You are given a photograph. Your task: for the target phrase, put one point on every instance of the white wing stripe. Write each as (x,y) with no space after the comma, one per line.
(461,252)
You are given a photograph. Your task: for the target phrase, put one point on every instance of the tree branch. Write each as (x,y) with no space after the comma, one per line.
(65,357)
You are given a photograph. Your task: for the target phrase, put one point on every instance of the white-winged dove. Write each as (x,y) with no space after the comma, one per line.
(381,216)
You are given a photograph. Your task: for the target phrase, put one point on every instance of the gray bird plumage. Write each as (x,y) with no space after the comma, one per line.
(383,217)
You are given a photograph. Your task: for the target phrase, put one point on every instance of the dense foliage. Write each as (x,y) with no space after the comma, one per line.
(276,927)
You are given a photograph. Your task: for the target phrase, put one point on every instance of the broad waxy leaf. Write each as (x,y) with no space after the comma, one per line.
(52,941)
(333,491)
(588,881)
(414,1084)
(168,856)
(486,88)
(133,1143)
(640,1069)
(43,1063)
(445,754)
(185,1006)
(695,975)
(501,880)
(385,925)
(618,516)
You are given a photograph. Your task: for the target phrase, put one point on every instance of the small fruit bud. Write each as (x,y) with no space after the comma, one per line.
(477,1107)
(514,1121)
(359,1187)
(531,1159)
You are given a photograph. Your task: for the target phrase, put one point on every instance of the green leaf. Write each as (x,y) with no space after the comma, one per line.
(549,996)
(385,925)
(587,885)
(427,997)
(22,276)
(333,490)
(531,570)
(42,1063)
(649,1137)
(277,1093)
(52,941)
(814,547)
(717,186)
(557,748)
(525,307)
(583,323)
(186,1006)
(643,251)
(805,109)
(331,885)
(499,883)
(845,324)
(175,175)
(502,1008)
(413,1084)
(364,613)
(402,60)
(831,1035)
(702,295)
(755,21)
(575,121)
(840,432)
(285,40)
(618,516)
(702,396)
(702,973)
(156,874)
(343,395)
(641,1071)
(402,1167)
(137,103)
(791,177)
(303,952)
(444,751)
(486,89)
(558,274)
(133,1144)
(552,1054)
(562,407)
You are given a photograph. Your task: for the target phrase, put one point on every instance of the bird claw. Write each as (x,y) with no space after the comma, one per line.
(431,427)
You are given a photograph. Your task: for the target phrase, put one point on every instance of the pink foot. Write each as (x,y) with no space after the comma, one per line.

============================================================

*ACTION ITEM*.
The records shown above must be returned in full, exactly as written.

*REPLY*.
You are given a photograph. Your task: for the target phrase, put one point on every instance of the white wing stripe. Write each as (x,y) with no space after the comma, one per line.
(461,252)
You are given a photograph. Your task: for the target phrase, put one point on every instance of the tree branch. Write each as (x,y) with no space after the comma, one per line.
(65,357)
You are given a photograph. Your task: for the target phrase, put one point on every instance of the white-winged dove. Write each as (x,y) with no space after the comma, one per line.
(381,216)
You are given a photograph. Your task: for the target phrase, put one point on every instance of the gray bird plumage. Write each as (x,y) with no space after the comma, one per line.
(383,217)
You are given a photograph. Your task: for the target phrase, put one point on every instance of the dense foliage. Write each as (x,y) with no space after the comma, one per line.
(276,927)
You are given a photograph. Your task: for the target phrase, put one point on every instance of the broad waxy leaf. Write each as (x,y) with no space after the comma, one per line.
(52,941)
(333,491)
(588,881)
(414,1084)
(168,856)
(486,88)
(133,1143)
(640,1069)
(43,1063)
(445,754)
(185,1006)
(695,975)
(501,880)
(385,925)
(618,516)
You are given a photograph. Your task: for the target phrase, put one point on every instance of the small fruit bud. Write each as (x,y) with no space after the comma, one per line.
(477,1107)
(514,1121)
(359,1187)
(531,1159)
You are given a photograph. Your task: for the target phrase, put one point on every instance of the green leaf. Write each as (x,y) with no space after the comma, one per line.
(549,996)
(385,925)
(587,885)
(427,997)
(22,276)
(333,490)
(531,570)
(42,1063)
(649,1137)
(277,1093)
(52,941)
(814,547)
(717,186)
(557,748)
(525,307)
(583,323)
(186,1006)
(643,251)
(805,109)
(331,885)
(499,883)
(845,324)
(175,175)
(502,1008)
(413,1084)
(364,613)
(402,60)
(831,1035)
(702,295)
(755,21)
(575,121)
(840,432)
(285,40)
(618,516)
(702,396)
(702,973)
(156,874)
(343,395)
(641,1071)
(402,1167)
(137,103)
(791,177)
(303,952)
(444,751)
(486,89)
(558,274)
(133,1144)
(552,1054)
(562,407)
You are given a photograph. Your task: for the target phrase, put one point on every instance of the bird claw. Write each as (x,y) with no space after the comma, one per line.
(431,427)
You are given a photograph. Your task: for the target phrase, put one point on every instance of the pink foot. Write each as (x,y) with no space after the comma, one per line.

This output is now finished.